* SUPPLIED MATERIAL:
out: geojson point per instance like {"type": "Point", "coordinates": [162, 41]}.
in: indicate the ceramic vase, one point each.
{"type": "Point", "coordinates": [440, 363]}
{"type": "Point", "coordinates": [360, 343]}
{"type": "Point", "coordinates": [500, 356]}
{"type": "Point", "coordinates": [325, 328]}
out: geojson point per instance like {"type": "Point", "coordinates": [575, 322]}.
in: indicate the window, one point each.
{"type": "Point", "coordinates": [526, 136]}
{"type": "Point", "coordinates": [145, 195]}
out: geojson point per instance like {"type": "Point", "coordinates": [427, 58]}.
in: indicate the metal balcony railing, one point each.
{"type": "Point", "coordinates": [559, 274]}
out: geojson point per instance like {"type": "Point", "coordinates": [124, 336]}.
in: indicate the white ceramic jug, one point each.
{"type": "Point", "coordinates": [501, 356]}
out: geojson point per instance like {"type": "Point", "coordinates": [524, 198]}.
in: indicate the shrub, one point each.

* TASK TO COMPLETE:
Please gather each line from the items above that contains the word "indicate", and copy every such line in full. Case counts.

* SOLUTION FOR THIS TASK:
in: indicate the ceramic vase, one point each.
in: indicate the window, one point each.
in: indicate the metal balcony railing, one point each.
in: indicate the white ceramic jug, one point each.
in: indicate the shrub, one point each.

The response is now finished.